__DOCUMENT SECTION__:

★ ★ ★ ★ ★

Luck and Secrets

When people I haven’t seen in a while notice I have lost weight, the inevitable question I get asked is, “What’s your secret.” When I say, truthfully, “There is no secret; I gave up everything I craved and walk three to five miles a day,” I get skeptical looks. “But what is your secret?” they repeat, unable to believe that there is not a smoothie, a pill, garment, or a new exercise behind  significant weight loss.

Create your own luck

Create your own luck

If I’m feeling brave, I’ll say, “Self discipline. Self control. It’s the hardest thing I’ve ever done so consistently.” That doesn’t work, either. “You have to treat yourself sometime, or you will quit,” they assure me. “It’s not good to have all that discipline.” I try to change the subject. I’m uncomfortable talking about discipline and success. It’s not the answer for everybody. But it has worked consistently for me–not just in changing my relationship with food, but for most things in life that I have relentlessly pursued.

★ ★ ★ ★ ★

Rows from a pointing dataset:

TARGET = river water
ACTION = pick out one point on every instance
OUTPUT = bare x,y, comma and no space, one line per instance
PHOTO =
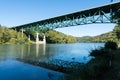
13,69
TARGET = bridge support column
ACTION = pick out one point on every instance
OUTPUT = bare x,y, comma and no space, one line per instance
29,38
37,38
44,39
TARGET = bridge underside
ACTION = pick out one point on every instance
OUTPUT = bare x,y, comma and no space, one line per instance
102,14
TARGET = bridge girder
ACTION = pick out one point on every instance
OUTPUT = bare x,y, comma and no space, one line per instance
102,14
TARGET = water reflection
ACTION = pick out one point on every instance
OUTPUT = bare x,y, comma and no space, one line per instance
68,52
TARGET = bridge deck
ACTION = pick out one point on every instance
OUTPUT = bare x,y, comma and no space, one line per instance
105,8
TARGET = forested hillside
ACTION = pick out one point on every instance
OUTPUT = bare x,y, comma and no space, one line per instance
9,36
110,36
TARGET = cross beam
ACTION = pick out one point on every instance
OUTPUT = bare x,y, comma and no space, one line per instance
101,14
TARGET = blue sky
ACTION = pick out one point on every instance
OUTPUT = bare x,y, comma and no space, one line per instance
18,12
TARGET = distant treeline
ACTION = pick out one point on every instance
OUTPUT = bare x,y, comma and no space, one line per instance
9,36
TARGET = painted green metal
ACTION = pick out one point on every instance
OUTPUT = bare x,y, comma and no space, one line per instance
101,14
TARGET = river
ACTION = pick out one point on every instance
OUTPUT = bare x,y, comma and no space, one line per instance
13,69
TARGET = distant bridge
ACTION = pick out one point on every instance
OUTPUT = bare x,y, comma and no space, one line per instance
101,14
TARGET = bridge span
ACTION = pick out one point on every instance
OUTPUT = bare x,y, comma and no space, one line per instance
100,14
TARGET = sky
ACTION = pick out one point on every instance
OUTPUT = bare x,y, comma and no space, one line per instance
18,12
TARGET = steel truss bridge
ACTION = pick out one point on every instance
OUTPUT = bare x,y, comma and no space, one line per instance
101,14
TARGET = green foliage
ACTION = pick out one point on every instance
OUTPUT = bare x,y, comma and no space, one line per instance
117,31
8,36
111,45
57,37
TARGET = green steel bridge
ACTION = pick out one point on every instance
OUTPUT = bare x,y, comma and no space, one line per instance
100,14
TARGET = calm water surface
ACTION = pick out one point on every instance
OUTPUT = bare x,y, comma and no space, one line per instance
13,69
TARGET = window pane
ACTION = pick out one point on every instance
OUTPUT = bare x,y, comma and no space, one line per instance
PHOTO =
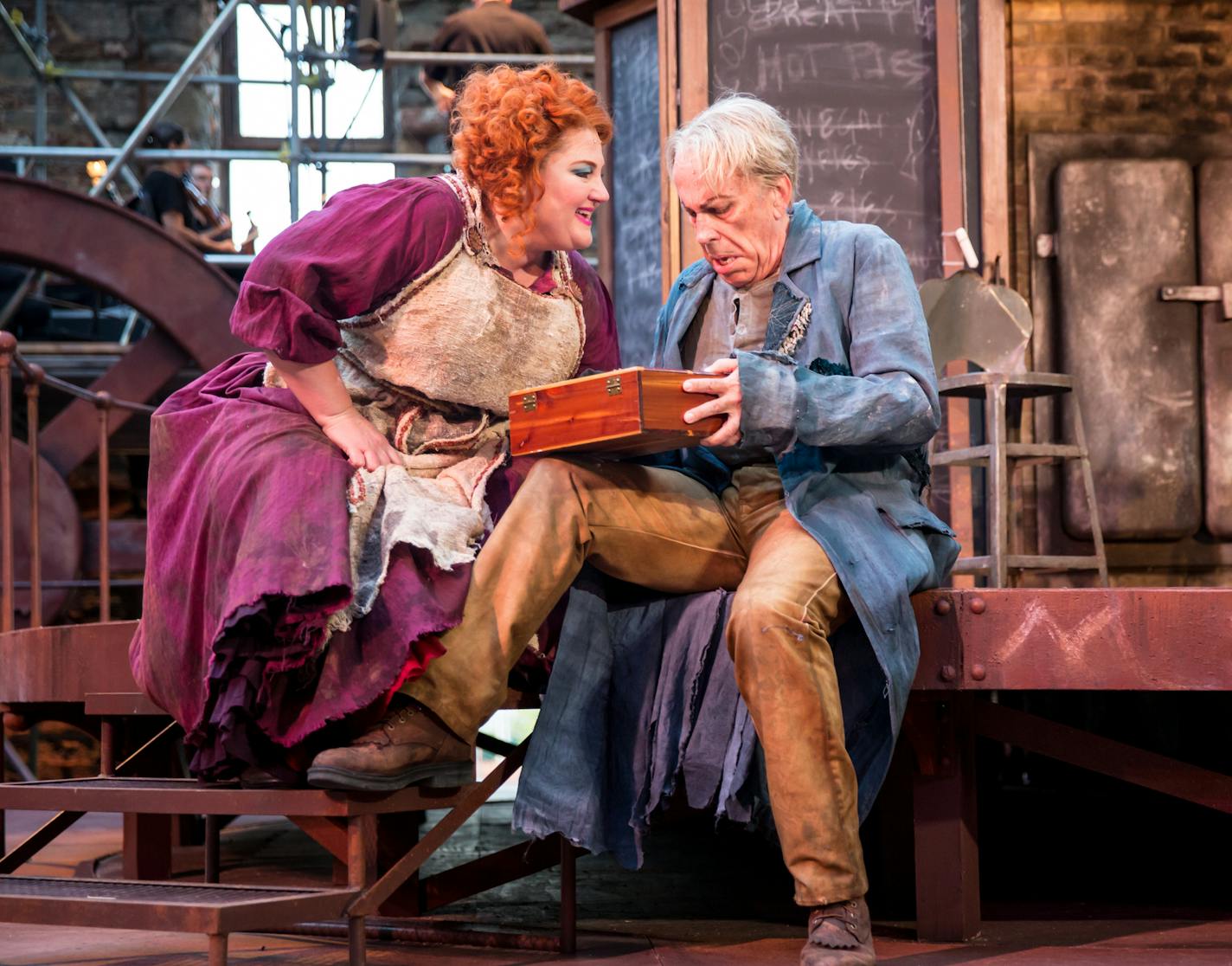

★ ★ ★ ★ ★

__JOB 1__: According to the essay on luck and secrets, how far does the writer walk each day?
__JOB 2__: Write the next part of the essay on luck and secrets, starting after its last sentence.
The data were taken from a separate source.

__RESPONSE 1__: Three to five miles a day.

__RESPONSE 2__:
“All that we are is the result of what we have thought.” –The Buddha

It reminds me of how often I was told, after I landed a book contract, that I was “lucky.” Well, perhaps, but it also involved a lot of hard work and, ummm, discipline. I did research, I wrote the book proposal over again at least six times, I changed the idea of the book slightly when it wasn’t focused enough, spent hours doing research to find a publisher who specialized in the kind of book I wanted to write.

The need for “luck” and “secrets” comes because discipline and hard work are not fast and easy.  And no one (except the Little Red Hen) wants to say, “I worked really hard for this and I made it work.” It sounds conceited and self-satisfied. But I don’t know anyone who has lost a lot of weight and kept it off who had an easy secret. Same goes for people who have accomplished something big in their lives. They seemed to have given up a lot and worked hard for a long time.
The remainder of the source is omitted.